── DATA FOR THIS EXERCISE
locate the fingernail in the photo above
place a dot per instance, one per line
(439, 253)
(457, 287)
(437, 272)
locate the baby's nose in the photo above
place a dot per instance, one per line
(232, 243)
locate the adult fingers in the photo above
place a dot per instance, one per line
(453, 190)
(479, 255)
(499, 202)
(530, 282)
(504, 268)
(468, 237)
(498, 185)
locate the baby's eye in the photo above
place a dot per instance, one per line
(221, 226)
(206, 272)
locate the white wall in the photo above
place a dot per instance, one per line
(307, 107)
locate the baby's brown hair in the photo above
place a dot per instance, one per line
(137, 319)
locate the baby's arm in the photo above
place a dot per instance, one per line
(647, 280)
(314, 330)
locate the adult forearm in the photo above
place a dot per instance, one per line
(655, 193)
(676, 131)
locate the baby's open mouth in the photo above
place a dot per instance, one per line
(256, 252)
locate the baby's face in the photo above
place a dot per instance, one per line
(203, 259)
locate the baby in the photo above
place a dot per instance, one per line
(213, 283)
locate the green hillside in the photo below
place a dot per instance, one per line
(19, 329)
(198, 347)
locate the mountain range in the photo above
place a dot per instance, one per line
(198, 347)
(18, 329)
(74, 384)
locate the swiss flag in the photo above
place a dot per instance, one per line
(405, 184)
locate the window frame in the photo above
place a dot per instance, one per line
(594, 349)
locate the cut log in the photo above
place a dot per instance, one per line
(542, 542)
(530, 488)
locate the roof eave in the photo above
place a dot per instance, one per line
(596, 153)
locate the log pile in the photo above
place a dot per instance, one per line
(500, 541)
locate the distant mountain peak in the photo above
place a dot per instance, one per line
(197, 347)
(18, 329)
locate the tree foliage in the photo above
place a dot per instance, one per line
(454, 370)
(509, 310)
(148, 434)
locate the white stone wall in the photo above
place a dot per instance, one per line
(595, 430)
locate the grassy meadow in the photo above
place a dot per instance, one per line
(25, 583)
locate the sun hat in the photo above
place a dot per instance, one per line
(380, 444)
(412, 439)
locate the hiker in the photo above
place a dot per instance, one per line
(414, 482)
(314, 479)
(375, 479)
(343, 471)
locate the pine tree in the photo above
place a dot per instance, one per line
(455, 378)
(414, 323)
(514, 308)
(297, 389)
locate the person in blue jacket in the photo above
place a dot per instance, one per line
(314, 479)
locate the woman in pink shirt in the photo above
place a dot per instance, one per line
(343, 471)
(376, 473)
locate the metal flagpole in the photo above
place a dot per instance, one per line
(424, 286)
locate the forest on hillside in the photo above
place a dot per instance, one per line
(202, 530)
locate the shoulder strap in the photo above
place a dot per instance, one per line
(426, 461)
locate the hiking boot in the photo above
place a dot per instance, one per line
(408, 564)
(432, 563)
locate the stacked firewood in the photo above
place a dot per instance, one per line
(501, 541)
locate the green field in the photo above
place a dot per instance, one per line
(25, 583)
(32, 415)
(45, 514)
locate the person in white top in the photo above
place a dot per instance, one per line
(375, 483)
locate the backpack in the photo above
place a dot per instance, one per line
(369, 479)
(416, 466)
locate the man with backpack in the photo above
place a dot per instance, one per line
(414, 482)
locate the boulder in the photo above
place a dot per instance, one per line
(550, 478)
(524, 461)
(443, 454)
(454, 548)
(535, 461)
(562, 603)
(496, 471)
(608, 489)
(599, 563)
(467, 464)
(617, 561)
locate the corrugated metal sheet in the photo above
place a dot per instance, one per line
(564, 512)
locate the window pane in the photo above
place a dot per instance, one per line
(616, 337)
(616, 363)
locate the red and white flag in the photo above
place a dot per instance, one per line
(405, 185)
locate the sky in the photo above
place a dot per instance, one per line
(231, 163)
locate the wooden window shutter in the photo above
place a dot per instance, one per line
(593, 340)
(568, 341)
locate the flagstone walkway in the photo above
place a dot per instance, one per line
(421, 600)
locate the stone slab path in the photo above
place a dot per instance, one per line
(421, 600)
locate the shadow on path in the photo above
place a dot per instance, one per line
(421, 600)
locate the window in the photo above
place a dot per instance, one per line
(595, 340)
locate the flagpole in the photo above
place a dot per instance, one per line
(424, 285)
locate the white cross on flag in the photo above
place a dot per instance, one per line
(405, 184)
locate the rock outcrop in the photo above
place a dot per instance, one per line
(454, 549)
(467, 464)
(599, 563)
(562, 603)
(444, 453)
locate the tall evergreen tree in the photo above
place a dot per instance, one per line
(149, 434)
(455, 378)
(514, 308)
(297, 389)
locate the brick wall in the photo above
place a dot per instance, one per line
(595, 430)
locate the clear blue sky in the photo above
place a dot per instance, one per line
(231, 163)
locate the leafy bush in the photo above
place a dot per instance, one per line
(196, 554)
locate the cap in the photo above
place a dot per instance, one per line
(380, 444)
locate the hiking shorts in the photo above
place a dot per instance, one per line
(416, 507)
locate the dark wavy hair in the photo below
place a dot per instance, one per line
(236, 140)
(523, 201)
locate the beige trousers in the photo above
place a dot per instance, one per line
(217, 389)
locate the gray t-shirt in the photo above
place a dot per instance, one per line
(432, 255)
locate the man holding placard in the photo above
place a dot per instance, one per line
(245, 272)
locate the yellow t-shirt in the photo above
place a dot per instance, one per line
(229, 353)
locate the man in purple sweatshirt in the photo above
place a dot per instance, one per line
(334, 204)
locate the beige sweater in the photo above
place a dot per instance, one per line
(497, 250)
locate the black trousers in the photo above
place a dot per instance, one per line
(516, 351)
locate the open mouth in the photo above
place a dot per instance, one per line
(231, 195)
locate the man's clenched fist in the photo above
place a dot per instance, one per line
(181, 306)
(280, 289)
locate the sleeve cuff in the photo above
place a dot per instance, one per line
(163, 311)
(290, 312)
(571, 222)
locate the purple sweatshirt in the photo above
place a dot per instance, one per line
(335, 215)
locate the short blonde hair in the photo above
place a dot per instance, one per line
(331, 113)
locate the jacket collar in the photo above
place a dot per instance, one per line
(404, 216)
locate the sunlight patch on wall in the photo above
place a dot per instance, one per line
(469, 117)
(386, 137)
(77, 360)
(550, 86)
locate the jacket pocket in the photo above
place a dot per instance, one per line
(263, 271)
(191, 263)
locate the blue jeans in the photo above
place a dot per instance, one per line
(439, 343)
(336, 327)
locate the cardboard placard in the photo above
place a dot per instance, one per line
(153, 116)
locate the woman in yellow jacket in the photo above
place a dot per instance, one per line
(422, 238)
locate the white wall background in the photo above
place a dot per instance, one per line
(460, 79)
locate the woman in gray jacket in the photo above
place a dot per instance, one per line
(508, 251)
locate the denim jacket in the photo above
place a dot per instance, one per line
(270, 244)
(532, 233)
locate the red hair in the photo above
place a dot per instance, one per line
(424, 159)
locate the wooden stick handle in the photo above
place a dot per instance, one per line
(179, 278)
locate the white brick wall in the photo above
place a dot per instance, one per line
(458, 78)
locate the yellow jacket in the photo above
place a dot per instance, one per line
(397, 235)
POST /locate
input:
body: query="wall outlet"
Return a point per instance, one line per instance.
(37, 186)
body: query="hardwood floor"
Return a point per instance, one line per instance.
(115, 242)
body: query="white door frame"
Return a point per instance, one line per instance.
────
▶ WHAT THE EXERCISE ASKS
Can you reproduce every line of the data above verbatim, changing nothing?

▶ THE COMPLETED TASK
locate the fingernail in the photo above
place a dot per instance, one per line
(439, 253)
(457, 287)
(437, 272)
locate the baby's nose in the photo above
place a dot per instance, one per line
(232, 243)
locate the adult fingers in the photo above
place a dot per instance, one per line
(453, 190)
(479, 255)
(499, 202)
(530, 282)
(504, 268)
(468, 237)
(498, 185)
locate the baby's eye in the photo above
place a dot per instance, one per line
(221, 226)
(206, 272)
locate the white wall in the photo above
place a dot per instance, one per line
(307, 107)
locate the baby's brown hair in the photo above
place a dot per instance, one per line
(137, 319)
locate the baby's arm in the photo above
place a dot per instance, one per line
(647, 280)
(314, 330)
locate the adult forearm in the photo above
place a dot per instance, one per line
(655, 193)
(676, 131)
locate the baby's open mouth in the photo above
place a dot per instance, one per line
(256, 252)
locate the baby's face in the photo above
place a dot per instance, one per line
(203, 259)
locate the baby in the photo above
place a dot per instance, one per line
(213, 283)
locate the green hillside in the photo below
place a dot per instance, one per line
(19, 329)
(198, 347)
locate the mountain range in the photo above
place a dot per instance, one per line
(198, 347)
(18, 329)
(74, 384)
locate the swiss flag in the photo above
place a dot per instance, one per line
(405, 184)
locate the window frame in the photo above
place a dot per instance, one per line
(594, 349)
locate the cut log in the photo above
place a dot per instance, one per line
(542, 542)
(530, 488)
locate the roof eave in the photo above
place a dot per instance, one per line
(596, 153)
locate the log pile in the photo above
place a dot per instance, one per line
(500, 541)
locate the distant mountain peak in the photo above
place a dot per instance, one per line
(197, 347)
(18, 329)
locate the tree foliage in the photo above
place a dot per instance, one per line
(454, 370)
(509, 310)
(148, 434)
locate the white stone wall in the photo above
place a dot per instance, one per line
(595, 430)
locate the grassy meadow in the photo above
place a dot per instance, one per line
(25, 583)
locate the sun hat in the photo above
place a dot per instance, one per line
(380, 444)
(412, 439)
locate the hiker in the photo above
place a dot per instance, one per line
(414, 482)
(314, 479)
(375, 479)
(343, 471)
locate the pine tree in the photo above
place a dot per instance, one per line
(455, 378)
(414, 323)
(514, 308)
(297, 389)
locate the person in blue jacket in the photo above
place a dot per instance, one per line
(314, 479)
locate the woman in pink shirt in the photo above
place a dot per instance, one per line
(343, 471)
(376, 473)
locate the metal flagpole in the photo above
place a dot per instance, one per line
(424, 286)
locate the forest on hillside in the photo above
place a dot per instance, one per line
(202, 530)
locate the shoulder strap in the photo above
place a dot per instance, one per line
(426, 461)
locate the hiking boot in the photo above
place a dot per instance, one per line
(408, 564)
(432, 563)
locate the stacked firewood in the photo above
place a dot per instance, one per line
(501, 541)
locate the green field in the photo above
place a dot per instance, one per line
(25, 583)
(32, 415)
(45, 514)
locate the person in white top in the photo above
place a dot per instance, one per line
(375, 483)
locate the backpack in the photo above
place a dot per instance, one per line
(369, 479)
(416, 466)
locate the man with backpack in the photo above
place a dot per instance, one per line
(414, 482)
locate the boulder in the photo above
place a dot per instance, one per line
(550, 478)
(524, 461)
(443, 454)
(454, 548)
(535, 461)
(562, 603)
(496, 471)
(608, 489)
(599, 563)
(467, 464)
(617, 561)
locate the corrugated metal sheet in the photo above
place a dot per instance, one per line
(564, 512)
locate the window pane in the photo above
place a dot per instance, one per line
(616, 337)
(616, 363)
locate the red and white flag in the photo above
place a dot per instance, one per line
(405, 185)
locate the sky in the photo above
place a dot per instance, one per line
(231, 163)
locate the wooden window shutter in the photo above
place a dot per instance, one per line
(593, 340)
(568, 341)
locate the flagstone walkway in the photo above
place a dot per instance, one per line
(421, 600)
locate the stone slab path in the photo above
place a dot per instance, one per line
(421, 600)
locate the shadow on path in the photo above
place a dot per instance, one per line
(421, 600)
locate the window in the photo above
place a dot per instance, one per line
(595, 340)
locate the flagpole in the photo above
place a dot per instance, one per line
(424, 285)
locate the white cross on flag in the photo above
place a dot per instance, one per line
(405, 184)
locate the rock outcrop in the photo above
place a dot per instance, one per line
(454, 549)
(467, 464)
(599, 563)
(562, 603)
(444, 453)
locate the tall evergreen tree in the photo above
place a dot per instance, one per line
(149, 434)
(455, 378)
(514, 308)
(297, 389)
locate the brick wall in the photo above
place a dot per instance, one per line
(595, 430)
locate the clear blue sky in the photo above
place a dot per instance, one per line
(231, 163)
locate the leafy bush in the photo above
place a dot per instance, one per line
(196, 554)
locate the cap in the photo above
place a dot per instance, one per line
(380, 444)
locate the hiking shorts in the photo above
place a dot per instance, one per line
(416, 507)
locate the dark wavy hair in the photo below
place a dot per instance, one per line
(236, 140)
(523, 201)
locate the beige trousers in the photo above
place a dot per instance, one per line
(217, 389)
locate the gray t-shirt in the photo above
place a dot per instance, one per line
(432, 255)
locate the man holding placard in the photo above
place a dot per instance, one per line
(245, 272)
locate the yellow t-shirt in the photo above
place a dot per instance, one per line
(229, 353)
locate the man in purple sweatshirt in the photo above
place a dot per instance, one per line
(334, 204)
locate the beige sweater in the photo above
place a dot per instance, one per line
(497, 250)
locate the black trousers in the photo above
place a dot per instance, one per line
(516, 351)
locate the open mouth in the photo above
place a dot per instance, one per line
(231, 195)
locate the man's clenched fist in the photo above
place a dot per instance, one per line
(181, 306)
(280, 289)
locate the sleeve cuff in the photo above
place a dot per instance, one per line
(163, 311)
(290, 312)
(571, 222)
locate the purple sweatshirt in the photo above
place a dot per instance, one per line
(335, 215)
locate the short blonde hair in the photo above
place a dot per instance, one per line
(331, 113)
locate the jacket collar in the photo above
place a dot per instance, one per line
(404, 216)
locate the sunlight patch on wall in the photo above
place a dot per instance, one per line
(469, 117)
(386, 137)
(77, 360)
(550, 86)
locate the jacket pocket in the photo above
place a dot per instance, one per line
(263, 271)
(191, 263)
locate the blue jeans in the photo above
place a dot per instance, one per line
(439, 343)
(336, 327)
locate the cardboard placard in the photo above
place a dot per instance, one per line
(153, 116)
locate the woman in yellow jacket in the photo above
place a dot per instance, one per line
(422, 238)
locate the white wall background in the photo above
place a dot per instance, one per line
(460, 79)
locate the woman in gray jacket in the photo above
place a dot per instance, one per line
(508, 251)
locate the denim jacket in the photo above
place a dot per instance, one per line
(270, 244)
(532, 233)
locate the red hair in the photo above
place a dot per instance, one per line
(424, 159)
locate the wooden stick handle in the photo above
place a dot per instance, one per line
(179, 278)
locate the white brick wall in the photo above
place a dot per instance, one per line
(458, 78)
locate the yellow jacket in the photo above
place a dot per instance, one per line
(397, 235)
POST /locate
input:
body: query="wall outlet"
Return a point per instance, one line per instance.
(37, 186)
body: query="hardwood floor"
Return a point per instance, one line per instance.
(115, 242)
body: query="white door frame"
Return a point per instance, one line per instance.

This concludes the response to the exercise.